「技术报告」- 基于LLM实现Rag重排序器——一份实用指南

October, 2025

1. 三种重排序策略的选择

Pointwise（评分制）：为每个段落独立打分（1-10分），输出{id:score}格式
Listwise（排序制）：直接输出排序结果，如 "id1>id3>id0"
Pairwise（对比制）：两两比较，成本最高（O(K²)）

决策：选择Pointwise，因其输出结构化、易优化、支持并行处理。

2. 生产环境面临的四大挑战

延迟高：输出token过多，单次调用耗时久
格式不稳定：LLM可能输出重复ID、缺失ID或格式错误
输入量大：40段×200token≈8000token，上下文窗口压力大
位置偏差：LLM对输入顺序敏感，易高估靠前段落的相关性
3. 优化策略一：减少输出Token（降延迟）
移除空格：空格是昂贵的token，改用紧凑JSON格式，减少28% token
阈值过滤：只输出≥5分的内容，低分省略，再降50%延迟
失败尝试：去掉"id"标记以进一步节省20% token，但导致模型混淆索引与分数，质量下降

效果：输出token减少显著降低端到端延迟。

**所给条目**
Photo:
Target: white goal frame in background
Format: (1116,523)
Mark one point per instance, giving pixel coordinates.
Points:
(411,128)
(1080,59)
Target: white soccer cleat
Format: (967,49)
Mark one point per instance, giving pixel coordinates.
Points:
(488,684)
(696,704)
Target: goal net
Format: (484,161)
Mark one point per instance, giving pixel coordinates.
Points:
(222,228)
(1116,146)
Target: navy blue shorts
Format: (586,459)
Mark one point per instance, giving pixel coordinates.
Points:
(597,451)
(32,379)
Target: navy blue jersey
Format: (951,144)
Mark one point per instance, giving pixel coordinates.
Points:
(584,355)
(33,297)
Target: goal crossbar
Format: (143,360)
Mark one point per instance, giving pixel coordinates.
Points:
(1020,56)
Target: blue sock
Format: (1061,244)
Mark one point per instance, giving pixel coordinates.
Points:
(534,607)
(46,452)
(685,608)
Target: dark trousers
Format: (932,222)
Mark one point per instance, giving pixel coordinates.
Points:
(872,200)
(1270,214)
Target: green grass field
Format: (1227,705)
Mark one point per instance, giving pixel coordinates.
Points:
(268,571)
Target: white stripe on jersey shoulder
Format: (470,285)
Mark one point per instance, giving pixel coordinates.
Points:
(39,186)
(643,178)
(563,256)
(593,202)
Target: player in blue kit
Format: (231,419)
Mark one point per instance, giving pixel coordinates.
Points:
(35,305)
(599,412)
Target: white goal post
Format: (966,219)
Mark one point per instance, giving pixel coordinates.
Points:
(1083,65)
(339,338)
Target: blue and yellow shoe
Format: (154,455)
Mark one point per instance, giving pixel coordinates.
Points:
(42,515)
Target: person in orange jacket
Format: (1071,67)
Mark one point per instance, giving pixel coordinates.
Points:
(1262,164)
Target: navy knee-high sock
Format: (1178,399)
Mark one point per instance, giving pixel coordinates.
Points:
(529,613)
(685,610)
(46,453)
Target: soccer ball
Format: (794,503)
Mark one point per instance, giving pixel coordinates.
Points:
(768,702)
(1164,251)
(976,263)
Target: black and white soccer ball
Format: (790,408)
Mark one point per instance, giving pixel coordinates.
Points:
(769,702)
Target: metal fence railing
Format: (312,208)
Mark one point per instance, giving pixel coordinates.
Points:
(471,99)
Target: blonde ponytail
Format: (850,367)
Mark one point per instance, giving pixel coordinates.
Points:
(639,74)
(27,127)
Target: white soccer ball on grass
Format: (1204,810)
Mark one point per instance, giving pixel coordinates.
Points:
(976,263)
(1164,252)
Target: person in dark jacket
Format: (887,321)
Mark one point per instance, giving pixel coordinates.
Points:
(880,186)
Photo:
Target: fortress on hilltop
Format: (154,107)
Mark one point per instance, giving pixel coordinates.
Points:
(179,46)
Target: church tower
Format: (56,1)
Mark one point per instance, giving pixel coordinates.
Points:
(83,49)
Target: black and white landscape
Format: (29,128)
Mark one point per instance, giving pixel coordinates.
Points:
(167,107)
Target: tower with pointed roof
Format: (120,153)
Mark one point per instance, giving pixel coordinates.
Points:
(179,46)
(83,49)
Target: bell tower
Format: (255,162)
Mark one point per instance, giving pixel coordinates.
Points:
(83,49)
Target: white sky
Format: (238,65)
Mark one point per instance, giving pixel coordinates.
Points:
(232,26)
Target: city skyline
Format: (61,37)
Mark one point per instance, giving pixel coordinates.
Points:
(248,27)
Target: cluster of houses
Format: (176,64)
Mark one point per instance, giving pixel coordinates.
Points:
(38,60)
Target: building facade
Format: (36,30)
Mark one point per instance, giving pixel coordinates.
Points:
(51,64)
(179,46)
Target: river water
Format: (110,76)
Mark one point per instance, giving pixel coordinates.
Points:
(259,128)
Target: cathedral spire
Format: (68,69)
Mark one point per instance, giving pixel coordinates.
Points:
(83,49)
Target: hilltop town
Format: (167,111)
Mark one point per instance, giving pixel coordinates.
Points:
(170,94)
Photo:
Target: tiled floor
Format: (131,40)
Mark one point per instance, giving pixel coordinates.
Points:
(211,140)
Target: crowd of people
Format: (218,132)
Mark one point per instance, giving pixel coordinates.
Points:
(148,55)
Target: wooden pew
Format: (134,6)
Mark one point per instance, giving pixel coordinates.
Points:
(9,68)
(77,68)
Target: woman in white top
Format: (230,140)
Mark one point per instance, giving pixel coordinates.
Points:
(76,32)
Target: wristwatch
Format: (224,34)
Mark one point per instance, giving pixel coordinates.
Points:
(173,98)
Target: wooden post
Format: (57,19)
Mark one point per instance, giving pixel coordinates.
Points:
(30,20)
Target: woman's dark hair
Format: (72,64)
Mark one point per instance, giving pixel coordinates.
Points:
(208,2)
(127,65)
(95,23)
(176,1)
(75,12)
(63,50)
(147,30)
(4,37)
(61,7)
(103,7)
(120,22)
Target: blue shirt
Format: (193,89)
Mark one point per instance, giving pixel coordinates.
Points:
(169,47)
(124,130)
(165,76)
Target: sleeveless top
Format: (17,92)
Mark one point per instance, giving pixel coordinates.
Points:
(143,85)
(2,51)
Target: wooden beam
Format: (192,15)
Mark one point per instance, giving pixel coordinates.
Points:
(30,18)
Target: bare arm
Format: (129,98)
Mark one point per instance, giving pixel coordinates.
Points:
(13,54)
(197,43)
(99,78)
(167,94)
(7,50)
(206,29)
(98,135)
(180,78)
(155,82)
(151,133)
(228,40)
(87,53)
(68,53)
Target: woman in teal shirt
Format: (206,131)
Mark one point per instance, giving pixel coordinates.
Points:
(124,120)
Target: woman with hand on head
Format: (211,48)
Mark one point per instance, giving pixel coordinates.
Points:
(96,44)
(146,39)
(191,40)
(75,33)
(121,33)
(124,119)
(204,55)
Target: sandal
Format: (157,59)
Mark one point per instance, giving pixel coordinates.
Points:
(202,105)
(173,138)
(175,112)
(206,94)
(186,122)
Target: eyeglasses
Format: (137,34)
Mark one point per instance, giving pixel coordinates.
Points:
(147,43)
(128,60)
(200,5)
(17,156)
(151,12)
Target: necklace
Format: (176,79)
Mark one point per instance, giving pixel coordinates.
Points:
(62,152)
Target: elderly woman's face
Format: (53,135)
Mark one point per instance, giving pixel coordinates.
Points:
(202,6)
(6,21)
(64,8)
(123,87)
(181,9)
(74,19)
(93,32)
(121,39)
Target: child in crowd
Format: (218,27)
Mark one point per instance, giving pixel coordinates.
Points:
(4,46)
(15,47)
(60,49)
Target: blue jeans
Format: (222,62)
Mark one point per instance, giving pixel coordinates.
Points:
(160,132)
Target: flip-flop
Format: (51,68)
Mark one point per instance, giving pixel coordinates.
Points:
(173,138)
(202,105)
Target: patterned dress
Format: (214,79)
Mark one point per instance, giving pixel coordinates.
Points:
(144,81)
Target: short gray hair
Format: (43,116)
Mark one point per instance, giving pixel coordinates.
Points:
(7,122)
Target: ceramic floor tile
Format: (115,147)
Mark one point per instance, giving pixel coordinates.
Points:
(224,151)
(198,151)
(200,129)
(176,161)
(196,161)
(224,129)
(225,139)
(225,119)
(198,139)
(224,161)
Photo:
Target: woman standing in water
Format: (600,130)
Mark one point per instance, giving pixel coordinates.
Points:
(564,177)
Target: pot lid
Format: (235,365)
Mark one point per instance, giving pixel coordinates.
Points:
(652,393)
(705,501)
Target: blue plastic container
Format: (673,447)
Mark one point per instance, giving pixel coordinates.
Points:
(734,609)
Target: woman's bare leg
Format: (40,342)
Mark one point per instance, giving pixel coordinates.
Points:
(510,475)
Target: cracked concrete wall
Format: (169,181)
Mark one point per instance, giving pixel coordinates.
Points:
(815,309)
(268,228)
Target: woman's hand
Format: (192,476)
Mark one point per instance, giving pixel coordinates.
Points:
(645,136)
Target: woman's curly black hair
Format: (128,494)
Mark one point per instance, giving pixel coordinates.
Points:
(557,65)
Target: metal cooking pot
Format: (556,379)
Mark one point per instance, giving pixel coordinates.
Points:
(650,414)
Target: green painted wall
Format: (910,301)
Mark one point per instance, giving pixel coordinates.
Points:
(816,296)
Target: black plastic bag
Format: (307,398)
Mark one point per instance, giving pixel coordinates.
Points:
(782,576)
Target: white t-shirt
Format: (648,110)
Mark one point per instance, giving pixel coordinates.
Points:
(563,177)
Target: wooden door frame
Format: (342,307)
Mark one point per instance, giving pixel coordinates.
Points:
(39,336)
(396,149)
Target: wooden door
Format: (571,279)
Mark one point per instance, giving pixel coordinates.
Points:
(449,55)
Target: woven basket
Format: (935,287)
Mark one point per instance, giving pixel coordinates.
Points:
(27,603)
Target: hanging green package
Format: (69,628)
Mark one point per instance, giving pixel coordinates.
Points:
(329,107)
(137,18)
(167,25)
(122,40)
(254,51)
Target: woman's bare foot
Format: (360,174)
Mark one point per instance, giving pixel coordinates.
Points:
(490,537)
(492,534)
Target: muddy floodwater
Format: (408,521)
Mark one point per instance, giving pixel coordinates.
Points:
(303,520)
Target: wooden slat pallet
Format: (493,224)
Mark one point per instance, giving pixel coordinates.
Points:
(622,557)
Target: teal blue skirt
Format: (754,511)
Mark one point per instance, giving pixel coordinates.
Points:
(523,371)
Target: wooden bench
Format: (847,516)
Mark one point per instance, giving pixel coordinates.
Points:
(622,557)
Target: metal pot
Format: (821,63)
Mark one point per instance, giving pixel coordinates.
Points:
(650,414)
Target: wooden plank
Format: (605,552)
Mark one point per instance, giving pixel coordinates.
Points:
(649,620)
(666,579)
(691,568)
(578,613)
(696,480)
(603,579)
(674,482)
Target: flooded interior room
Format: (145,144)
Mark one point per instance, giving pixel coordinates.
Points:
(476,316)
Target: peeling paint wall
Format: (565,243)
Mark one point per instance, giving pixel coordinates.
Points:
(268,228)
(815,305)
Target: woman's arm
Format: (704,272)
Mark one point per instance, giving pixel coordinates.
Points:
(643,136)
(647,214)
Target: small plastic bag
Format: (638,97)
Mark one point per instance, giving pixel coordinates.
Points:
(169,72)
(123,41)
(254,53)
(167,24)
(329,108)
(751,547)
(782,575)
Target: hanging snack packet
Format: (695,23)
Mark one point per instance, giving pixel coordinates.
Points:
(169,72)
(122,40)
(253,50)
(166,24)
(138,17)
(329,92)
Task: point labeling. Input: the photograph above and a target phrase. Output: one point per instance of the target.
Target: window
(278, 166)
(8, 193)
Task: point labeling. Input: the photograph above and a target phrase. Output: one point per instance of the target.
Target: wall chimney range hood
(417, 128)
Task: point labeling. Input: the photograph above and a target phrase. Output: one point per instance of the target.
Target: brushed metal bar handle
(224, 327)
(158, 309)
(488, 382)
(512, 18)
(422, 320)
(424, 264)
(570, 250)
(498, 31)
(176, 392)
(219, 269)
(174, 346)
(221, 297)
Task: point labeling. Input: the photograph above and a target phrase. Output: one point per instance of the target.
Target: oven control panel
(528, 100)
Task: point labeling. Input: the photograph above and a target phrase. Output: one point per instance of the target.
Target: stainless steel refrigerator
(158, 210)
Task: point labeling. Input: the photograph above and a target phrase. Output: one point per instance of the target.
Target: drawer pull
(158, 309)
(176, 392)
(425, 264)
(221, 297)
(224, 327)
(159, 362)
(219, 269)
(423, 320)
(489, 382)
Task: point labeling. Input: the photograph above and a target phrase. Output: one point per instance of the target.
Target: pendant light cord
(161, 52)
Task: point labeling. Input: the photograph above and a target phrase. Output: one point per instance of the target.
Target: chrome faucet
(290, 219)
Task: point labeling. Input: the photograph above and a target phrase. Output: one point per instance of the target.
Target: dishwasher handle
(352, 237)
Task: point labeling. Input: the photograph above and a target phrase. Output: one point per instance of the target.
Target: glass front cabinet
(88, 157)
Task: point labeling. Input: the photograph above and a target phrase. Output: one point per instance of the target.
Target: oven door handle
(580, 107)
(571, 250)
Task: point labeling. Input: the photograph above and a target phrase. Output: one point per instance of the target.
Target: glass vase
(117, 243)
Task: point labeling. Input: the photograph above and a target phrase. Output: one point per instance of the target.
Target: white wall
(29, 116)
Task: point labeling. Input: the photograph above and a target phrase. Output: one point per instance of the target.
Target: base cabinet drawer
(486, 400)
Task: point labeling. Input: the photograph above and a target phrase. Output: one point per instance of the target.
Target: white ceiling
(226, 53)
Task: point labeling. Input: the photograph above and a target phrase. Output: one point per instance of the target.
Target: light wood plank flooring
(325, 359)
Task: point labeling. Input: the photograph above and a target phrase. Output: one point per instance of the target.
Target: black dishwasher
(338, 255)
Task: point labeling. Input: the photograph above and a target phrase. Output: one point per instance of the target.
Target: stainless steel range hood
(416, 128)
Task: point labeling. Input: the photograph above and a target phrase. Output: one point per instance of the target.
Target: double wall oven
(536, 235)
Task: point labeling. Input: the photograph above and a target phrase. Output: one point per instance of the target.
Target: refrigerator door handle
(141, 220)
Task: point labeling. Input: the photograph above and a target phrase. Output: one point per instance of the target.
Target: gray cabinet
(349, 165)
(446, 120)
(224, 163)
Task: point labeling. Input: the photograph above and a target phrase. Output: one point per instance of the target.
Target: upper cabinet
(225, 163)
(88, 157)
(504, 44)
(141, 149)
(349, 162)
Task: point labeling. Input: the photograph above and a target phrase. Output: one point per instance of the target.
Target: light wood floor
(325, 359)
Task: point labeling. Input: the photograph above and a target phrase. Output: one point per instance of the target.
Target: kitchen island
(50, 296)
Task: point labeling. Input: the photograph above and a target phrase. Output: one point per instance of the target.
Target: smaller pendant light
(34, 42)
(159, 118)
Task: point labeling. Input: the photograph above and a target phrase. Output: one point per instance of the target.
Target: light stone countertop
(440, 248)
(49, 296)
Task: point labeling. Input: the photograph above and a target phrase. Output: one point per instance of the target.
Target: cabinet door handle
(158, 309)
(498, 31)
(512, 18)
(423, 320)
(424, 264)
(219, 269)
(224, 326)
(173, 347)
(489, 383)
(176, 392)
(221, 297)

**练习任务**
(A) 能否用两句话概括这篇技术报告的内容？
(B) 请根据这篇技术报告回答下列问题，每题一行，并用(i)、(ii)、(iii)标注：
(i) Pairwise策略的成本是多少？
(ii) 阈值过滤只输出多少分以上的内容？
(iii) 去掉"id"标记后，质量为什么下降？
(C) 这篇技术报告列出的生产环境挑战有哪些？请全部列出。

**参考答案**
(A) 报告比较了Pointwise、Listwise和Pairwise三种重排序策略，并因Pointwise输出结构化、易优化、支持并行处理而选择了它。报告还列出了生产环境中的四大挑战，并介绍了通过移除空格和阈值过滤来减少输出token、从而降低延迟的优化策略。

(B)
(i) O(K²)，是三种策略中成本最高的。
(ii) ≥5分。
(iii) 模型会混淆索引与分数。

(C)
延迟高
格式不稳定
输入量大
位置偏差